▶ TEXT SECTION:
The Strange Saga of Trying to Bring a Miracle to MarketAndrea Sedillo
The virtues of the miracle berry have been known to Western civilization for a few hundred years since a European explorer discovered a fruit that West African tribes would consume before their meals. In fact, these berries have been consumed by West Africans for centuries.
From Sour to Delicious
The miracle fruit itself is a small red fruit with an unremarkable taste on its own, similar to a cranberry. But what it does to the flavor of other foods is its claim to fame. It was discovered that, when eaten with the tribal foods, it would make them taste sweet and flavorful. When eaten with sour or acidic foods such as vinegar or lemons, these foods become miraculously delicious.
Capitalizing on the Miracle
It was found that the miracle berry contains a protein called miraculin which tricks the taste buds into experiencing foods as sweet that are not. Can you imagine the implications of a simple and natural fruit making us believe that what we are eating is delicious even when that food may be sour and unappealing? In fact, two independent studies on miracle berries in the late 1960’s managed to isolate miraculin and in the 1970’s an entrepreneur named Bob Harvey saw an opportunity and tried to bring miraculin to market
So, What Happened?

▶ Dataset entries:
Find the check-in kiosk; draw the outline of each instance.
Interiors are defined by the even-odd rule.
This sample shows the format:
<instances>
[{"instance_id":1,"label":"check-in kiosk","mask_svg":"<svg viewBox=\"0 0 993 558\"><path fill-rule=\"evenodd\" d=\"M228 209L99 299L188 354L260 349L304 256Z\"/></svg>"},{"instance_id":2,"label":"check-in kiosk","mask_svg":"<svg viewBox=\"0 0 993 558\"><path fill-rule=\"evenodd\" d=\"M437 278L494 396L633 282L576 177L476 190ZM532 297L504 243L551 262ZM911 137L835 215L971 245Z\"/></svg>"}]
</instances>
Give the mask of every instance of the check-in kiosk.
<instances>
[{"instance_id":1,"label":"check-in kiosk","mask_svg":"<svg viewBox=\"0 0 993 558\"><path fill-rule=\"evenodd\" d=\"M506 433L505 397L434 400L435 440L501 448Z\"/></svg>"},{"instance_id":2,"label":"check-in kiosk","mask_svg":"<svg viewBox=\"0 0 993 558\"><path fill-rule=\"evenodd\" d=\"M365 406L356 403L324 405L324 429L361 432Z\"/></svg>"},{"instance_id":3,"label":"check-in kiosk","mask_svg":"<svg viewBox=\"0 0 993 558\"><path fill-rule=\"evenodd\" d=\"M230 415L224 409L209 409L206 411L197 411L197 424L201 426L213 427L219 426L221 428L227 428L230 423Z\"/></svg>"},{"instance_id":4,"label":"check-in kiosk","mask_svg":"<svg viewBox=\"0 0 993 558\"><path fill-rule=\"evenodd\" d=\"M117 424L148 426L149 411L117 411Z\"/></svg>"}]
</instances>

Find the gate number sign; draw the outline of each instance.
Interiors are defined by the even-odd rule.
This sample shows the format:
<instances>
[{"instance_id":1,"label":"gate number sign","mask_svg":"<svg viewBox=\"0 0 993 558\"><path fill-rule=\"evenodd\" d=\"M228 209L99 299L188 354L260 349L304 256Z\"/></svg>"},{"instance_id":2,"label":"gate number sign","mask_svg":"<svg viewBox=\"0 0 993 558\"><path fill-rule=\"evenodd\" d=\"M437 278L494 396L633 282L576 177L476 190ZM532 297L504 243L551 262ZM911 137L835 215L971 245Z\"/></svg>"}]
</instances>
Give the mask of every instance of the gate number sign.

▶ QUESTIONS:
a – According to the miracle berry article, what is the name of the protein in the fruit that makes foods taste sweet?
b – Continue the miracle berry article from its last line.

▶ RESULTS FOR THE EXERCISE:
a – Miraculin.

b –
Mr. Harvey’s company, Miralin, garnered the interest of big companies. Media hyped it as a natural and viable alternative to sugar and Harvey saw his product as being helpful to diabetics, in particular. In fact, this discovery and potential should have turned the health and diet industry on its head. So why have you never heard of this miracle fruit or its incredible abilities? You can thank the FDA for that.
Amid claims of foul play, the FDA labeled miraculin an additive which would require years of testing and vetting. In the poor economic climate of the time, they didn’t have sufficient funding to pay for years of testing and the company closed. Conspiracy theories cropped up suggesting that the sugar or artificial sweetener manufacturers got the ear of the FDA, causing them to outright ban the product without much explanation.
The Miracle Berry in Contemporary Times.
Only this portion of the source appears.